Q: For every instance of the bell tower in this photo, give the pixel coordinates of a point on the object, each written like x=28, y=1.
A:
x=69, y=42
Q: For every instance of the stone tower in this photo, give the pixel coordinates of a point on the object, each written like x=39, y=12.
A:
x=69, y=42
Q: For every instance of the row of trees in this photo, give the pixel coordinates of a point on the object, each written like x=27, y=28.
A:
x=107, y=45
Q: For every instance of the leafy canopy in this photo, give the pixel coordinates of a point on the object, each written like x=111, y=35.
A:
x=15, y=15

* Activity: In full and word for word, restate the data.

* Output for this exercise:
Q: For every instance of the bell tower in this photo, give the pixel coordinates of a point on the object, each written like x=28, y=1.
A:
x=69, y=42
Q: For every instance of the stone tower in this photo, give the pixel coordinates of a point on the object, each written like x=39, y=12.
A:
x=69, y=42
Q: For every instance of the row of trees in this photo, give the pixel coordinates of a point on the object, each written like x=27, y=28.
A:
x=107, y=45
Q: For every instance of the leafy canopy in this photo, give the pixel coordinates of a point on the object, each written like x=111, y=35.
A:
x=15, y=15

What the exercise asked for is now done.